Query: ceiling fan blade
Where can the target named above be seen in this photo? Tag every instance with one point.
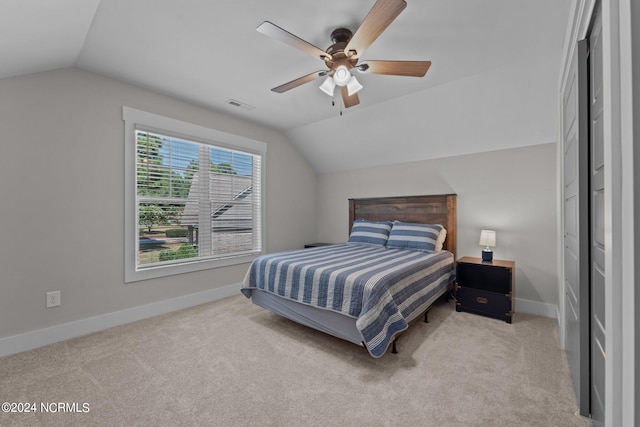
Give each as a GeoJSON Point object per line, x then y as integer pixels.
{"type": "Point", "coordinates": [377, 20]}
{"type": "Point", "coordinates": [349, 101]}
{"type": "Point", "coordinates": [299, 81]}
{"type": "Point", "coordinates": [269, 29]}
{"type": "Point", "coordinates": [395, 68]}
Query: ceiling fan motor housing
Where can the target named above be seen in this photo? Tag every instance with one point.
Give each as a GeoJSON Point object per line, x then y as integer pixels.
{"type": "Point", "coordinates": [340, 38]}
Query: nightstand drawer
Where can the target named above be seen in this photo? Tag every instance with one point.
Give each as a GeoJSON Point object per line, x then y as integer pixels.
{"type": "Point", "coordinates": [482, 302]}
{"type": "Point", "coordinates": [484, 276]}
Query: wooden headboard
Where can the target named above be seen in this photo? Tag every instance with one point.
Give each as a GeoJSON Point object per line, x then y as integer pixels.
{"type": "Point", "coordinates": [436, 209]}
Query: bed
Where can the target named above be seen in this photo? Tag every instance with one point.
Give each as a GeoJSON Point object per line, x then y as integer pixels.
{"type": "Point", "coordinates": [367, 290]}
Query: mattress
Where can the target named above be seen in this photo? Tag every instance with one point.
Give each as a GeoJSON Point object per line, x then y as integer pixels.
{"type": "Point", "coordinates": [381, 289]}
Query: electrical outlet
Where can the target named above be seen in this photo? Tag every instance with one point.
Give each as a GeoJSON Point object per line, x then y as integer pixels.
{"type": "Point", "coordinates": [53, 299]}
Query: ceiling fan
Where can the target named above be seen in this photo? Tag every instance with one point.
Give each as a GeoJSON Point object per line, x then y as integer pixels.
{"type": "Point", "coordinates": [343, 55]}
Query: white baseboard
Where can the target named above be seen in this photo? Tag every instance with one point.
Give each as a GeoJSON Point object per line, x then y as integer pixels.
{"type": "Point", "coordinates": [30, 340]}
{"type": "Point", "coordinates": [535, 307]}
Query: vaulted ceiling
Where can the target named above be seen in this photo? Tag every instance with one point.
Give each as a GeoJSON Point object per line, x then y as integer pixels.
{"type": "Point", "coordinates": [493, 82]}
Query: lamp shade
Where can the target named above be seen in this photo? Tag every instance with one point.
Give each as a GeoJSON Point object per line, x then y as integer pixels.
{"type": "Point", "coordinates": [353, 86]}
{"type": "Point", "coordinates": [341, 76]}
{"type": "Point", "coordinates": [327, 86]}
{"type": "Point", "coordinates": [487, 238]}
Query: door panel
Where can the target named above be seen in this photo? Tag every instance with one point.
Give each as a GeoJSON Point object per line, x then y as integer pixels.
{"type": "Point", "coordinates": [576, 224]}
{"type": "Point", "coordinates": [597, 189]}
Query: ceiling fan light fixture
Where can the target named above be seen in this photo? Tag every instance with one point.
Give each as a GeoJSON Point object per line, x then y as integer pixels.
{"type": "Point", "coordinates": [328, 86]}
{"type": "Point", "coordinates": [353, 86]}
{"type": "Point", "coordinates": [341, 76]}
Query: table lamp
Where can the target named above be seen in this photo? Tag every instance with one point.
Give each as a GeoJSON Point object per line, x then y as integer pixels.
{"type": "Point", "coordinates": [488, 240]}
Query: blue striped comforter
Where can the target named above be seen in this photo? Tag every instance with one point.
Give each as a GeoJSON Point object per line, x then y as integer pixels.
{"type": "Point", "coordinates": [381, 288]}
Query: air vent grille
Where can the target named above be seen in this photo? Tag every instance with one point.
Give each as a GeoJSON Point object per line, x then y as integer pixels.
{"type": "Point", "coordinates": [236, 103]}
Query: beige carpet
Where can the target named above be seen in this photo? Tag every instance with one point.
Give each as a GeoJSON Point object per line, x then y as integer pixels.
{"type": "Point", "coordinates": [230, 363]}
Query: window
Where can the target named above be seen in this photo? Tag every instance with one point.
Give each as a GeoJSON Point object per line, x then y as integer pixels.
{"type": "Point", "coordinates": [193, 197]}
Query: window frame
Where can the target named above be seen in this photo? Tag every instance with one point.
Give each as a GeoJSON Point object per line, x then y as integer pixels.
{"type": "Point", "coordinates": [141, 120]}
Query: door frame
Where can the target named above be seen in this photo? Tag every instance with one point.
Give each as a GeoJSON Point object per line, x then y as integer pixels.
{"type": "Point", "coordinates": [621, 203]}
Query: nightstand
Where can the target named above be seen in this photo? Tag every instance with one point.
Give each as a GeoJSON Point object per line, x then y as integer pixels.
{"type": "Point", "coordinates": [486, 287]}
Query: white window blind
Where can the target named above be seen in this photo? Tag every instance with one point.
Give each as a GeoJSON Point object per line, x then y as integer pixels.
{"type": "Point", "coordinates": [196, 204]}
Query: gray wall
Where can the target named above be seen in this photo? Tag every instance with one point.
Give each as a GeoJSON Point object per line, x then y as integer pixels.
{"type": "Point", "coordinates": [62, 198]}
{"type": "Point", "coordinates": [511, 191]}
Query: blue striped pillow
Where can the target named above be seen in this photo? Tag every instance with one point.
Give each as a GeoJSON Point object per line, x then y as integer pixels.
{"type": "Point", "coordinates": [370, 233]}
{"type": "Point", "coordinates": [421, 237]}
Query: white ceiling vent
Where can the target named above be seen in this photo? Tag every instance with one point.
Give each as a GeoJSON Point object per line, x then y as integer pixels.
{"type": "Point", "coordinates": [237, 103]}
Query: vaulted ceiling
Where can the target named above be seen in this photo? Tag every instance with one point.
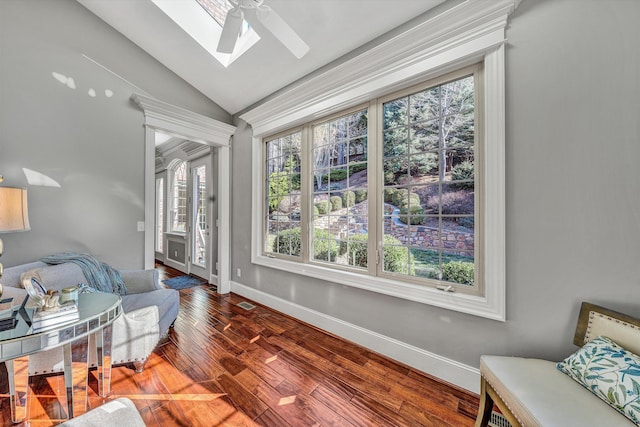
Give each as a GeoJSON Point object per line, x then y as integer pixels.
{"type": "Point", "coordinates": [331, 28]}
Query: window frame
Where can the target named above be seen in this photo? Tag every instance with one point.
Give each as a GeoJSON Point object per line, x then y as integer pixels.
{"type": "Point", "coordinates": [375, 185]}
{"type": "Point", "coordinates": [173, 209]}
{"type": "Point", "coordinates": [469, 33]}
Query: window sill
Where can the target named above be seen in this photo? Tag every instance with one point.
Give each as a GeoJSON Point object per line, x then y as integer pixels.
{"type": "Point", "coordinates": [480, 306]}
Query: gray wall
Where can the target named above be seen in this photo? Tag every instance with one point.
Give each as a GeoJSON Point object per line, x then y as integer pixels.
{"type": "Point", "coordinates": [92, 146]}
{"type": "Point", "coordinates": [573, 194]}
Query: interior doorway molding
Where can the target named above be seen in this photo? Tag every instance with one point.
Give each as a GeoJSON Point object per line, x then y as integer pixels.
{"type": "Point", "coordinates": [182, 123]}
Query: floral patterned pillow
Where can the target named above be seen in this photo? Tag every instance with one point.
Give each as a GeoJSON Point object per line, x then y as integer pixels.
{"type": "Point", "coordinates": [610, 372]}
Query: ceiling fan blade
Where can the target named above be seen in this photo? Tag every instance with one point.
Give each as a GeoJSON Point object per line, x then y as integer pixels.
{"type": "Point", "coordinates": [230, 30]}
{"type": "Point", "coordinates": [283, 32]}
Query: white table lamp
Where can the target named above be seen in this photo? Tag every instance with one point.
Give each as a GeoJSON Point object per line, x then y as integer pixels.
{"type": "Point", "coordinates": [14, 215]}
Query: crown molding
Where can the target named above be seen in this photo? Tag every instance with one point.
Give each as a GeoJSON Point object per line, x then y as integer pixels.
{"type": "Point", "coordinates": [181, 122]}
{"type": "Point", "coordinates": [460, 35]}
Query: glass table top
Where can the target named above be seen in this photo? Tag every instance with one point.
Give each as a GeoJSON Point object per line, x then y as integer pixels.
{"type": "Point", "coordinates": [17, 335]}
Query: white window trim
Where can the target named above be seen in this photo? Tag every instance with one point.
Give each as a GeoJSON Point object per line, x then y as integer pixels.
{"type": "Point", "coordinates": [468, 33]}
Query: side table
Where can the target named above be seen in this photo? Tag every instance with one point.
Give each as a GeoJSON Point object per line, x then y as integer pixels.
{"type": "Point", "coordinates": [97, 313]}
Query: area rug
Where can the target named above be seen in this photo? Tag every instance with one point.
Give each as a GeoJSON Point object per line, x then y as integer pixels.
{"type": "Point", "coordinates": [183, 282]}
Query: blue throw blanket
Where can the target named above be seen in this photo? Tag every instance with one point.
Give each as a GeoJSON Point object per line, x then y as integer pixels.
{"type": "Point", "coordinates": [100, 276]}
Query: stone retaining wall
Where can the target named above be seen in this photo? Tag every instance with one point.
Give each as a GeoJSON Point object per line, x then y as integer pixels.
{"type": "Point", "coordinates": [342, 222]}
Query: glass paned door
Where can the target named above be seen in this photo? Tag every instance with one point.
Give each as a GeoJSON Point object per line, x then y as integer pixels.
{"type": "Point", "coordinates": [159, 232]}
{"type": "Point", "coordinates": [201, 218]}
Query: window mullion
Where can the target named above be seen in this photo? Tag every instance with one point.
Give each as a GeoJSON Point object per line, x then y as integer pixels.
{"type": "Point", "coordinates": [374, 183]}
{"type": "Point", "coordinates": [306, 184]}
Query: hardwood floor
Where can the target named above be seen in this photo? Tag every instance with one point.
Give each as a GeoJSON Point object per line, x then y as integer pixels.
{"type": "Point", "coordinates": [222, 365]}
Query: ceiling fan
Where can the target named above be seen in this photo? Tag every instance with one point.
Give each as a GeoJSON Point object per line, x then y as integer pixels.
{"type": "Point", "coordinates": [264, 15]}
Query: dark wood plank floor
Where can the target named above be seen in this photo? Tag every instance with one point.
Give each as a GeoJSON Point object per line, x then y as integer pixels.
{"type": "Point", "coordinates": [222, 365]}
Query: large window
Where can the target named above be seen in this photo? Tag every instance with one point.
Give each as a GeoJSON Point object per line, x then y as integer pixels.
{"type": "Point", "coordinates": [159, 234]}
{"type": "Point", "coordinates": [428, 139]}
{"type": "Point", "coordinates": [435, 140]}
{"type": "Point", "coordinates": [179, 198]}
{"type": "Point", "coordinates": [421, 170]}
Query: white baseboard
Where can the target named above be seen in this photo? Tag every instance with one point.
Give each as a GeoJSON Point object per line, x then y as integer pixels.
{"type": "Point", "coordinates": [446, 369]}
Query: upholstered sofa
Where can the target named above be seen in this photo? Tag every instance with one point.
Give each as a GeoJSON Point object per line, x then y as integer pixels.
{"type": "Point", "coordinates": [599, 385]}
{"type": "Point", "coordinates": [148, 311]}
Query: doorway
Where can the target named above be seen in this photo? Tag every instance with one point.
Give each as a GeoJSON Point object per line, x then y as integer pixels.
{"type": "Point", "coordinates": [201, 217]}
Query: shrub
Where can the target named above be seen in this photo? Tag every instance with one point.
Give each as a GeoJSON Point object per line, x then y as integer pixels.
{"type": "Point", "coordinates": [413, 215]}
{"type": "Point", "coordinates": [411, 199]}
{"type": "Point", "coordinates": [398, 195]}
{"type": "Point", "coordinates": [348, 198]}
{"type": "Point", "coordinates": [288, 242]}
{"type": "Point", "coordinates": [336, 203]}
{"type": "Point", "coordinates": [453, 203]}
{"type": "Point", "coordinates": [389, 178]}
{"type": "Point", "coordinates": [357, 249]}
{"type": "Point", "coordinates": [358, 167]}
{"type": "Point", "coordinates": [279, 186]}
{"type": "Point", "coordinates": [295, 182]}
{"type": "Point", "coordinates": [463, 172]}
{"type": "Point", "coordinates": [324, 207]}
{"type": "Point", "coordinates": [324, 247]}
{"type": "Point", "coordinates": [395, 257]}
{"type": "Point", "coordinates": [335, 175]}
{"type": "Point", "coordinates": [458, 272]}
{"type": "Point", "coordinates": [388, 194]}
{"type": "Point", "coordinates": [361, 196]}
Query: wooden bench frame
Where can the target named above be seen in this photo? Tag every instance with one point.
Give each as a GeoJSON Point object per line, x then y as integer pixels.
{"type": "Point", "coordinates": [488, 395]}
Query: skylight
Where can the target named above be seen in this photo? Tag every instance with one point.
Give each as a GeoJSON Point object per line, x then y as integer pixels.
{"type": "Point", "coordinates": [203, 20]}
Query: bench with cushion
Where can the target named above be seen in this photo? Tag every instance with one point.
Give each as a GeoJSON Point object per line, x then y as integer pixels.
{"type": "Point", "coordinates": [599, 385]}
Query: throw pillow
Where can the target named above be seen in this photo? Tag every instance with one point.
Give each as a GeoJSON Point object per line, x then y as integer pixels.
{"type": "Point", "coordinates": [608, 371]}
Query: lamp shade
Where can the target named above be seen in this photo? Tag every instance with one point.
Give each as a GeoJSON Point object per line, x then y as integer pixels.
{"type": "Point", "coordinates": [14, 215]}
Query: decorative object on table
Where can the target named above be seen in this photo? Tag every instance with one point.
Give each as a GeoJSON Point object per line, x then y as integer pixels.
{"type": "Point", "coordinates": [14, 215]}
{"type": "Point", "coordinates": [183, 282]}
{"type": "Point", "coordinates": [34, 288]}
{"type": "Point", "coordinates": [69, 294]}
{"type": "Point", "coordinates": [51, 300]}
{"type": "Point", "coordinates": [10, 322]}
{"type": "Point", "coordinates": [60, 314]}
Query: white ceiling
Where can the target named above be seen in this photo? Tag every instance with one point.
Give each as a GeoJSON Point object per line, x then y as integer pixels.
{"type": "Point", "coordinates": [331, 28]}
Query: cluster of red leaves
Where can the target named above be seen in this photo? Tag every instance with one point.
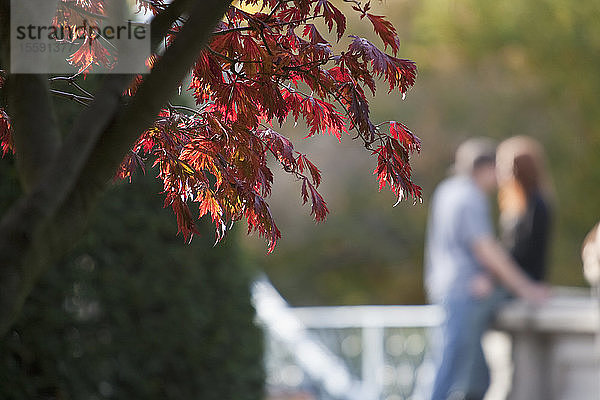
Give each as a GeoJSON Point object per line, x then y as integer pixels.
{"type": "Point", "coordinates": [6, 143]}
{"type": "Point", "coordinates": [75, 14]}
{"type": "Point", "coordinates": [259, 68]}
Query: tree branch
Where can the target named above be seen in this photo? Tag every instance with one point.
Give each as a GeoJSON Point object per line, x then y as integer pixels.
{"type": "Point", "coordinates": [36, 135]}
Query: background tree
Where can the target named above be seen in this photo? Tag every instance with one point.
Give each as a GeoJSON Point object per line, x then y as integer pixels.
{"type": "Point", "coordinates": [485, 68]}
{"type": "Point", "coordinates": [249, 69]}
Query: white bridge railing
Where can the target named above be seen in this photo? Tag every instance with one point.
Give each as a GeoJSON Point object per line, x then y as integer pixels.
{"type": "Point", "coordinates": [550, 352]}
{"type": "Point", "coordinates": [356, 352]}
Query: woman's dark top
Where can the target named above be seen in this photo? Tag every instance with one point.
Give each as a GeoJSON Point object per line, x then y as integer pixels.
{"type": "Point", "coordinates": [527, 237]}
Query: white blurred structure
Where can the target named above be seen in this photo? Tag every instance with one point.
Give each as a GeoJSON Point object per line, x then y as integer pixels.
{"type": "Point", "coordinates": [550, 352]}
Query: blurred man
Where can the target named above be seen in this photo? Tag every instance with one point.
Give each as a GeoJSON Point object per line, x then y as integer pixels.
{"type": "Point", "coordinates": [466, 271]}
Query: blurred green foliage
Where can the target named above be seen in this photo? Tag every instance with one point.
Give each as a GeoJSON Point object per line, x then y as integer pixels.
{"type": "Point", "coordinates": [486, 68]}
{"type": "Point", "coordinates": [134, 313]}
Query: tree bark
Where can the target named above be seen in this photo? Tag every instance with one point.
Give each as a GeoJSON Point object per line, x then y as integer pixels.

=== Task directions ===
Give back, unchanged, the line containing "Query: woman's dark top" and each line that comes after it in the entries above, ending with the last.

=== Answer to this problem ===
Query: woman's dark top
Where can the target named above be seen in this photo? Tag every instance with one point.
Give each as a GeoJSON Point object per line, x then y as integer pixels.
{"type": "Point", "coordinates": [527, 237]}
Query: white blurred structure
Where can the target named above be seen in this photo? Tag every instance with one point.
Give each as a GeoJSON Point object per line, x then y as integer pixels.
{"type": "Point", "coordinates": [550, 352]}
Query: blurred man
Where can the target named above be seen in this photo? Tag every instance with one point.
Give each as a GeoJSON Point object per line, x then y as integer pixels.
{"type": "Point", "coordinates": [466, 271]}
Query: blurred green foliage
Where can the target named above be seen in this photo? Tag every instance with one point.
Give each as a GeoJSON Point object per line, x then y as integer pixels.
{"type": "Point", "coordinates": [486, 68]}
{"type": "Point", "coordinates": [134, 313]}
Query: tree bark
Where can the target named above be seen in this photo? Tag every instance with one point.
Give each as a GeoJSON Point object per line, x then y as integer pixels.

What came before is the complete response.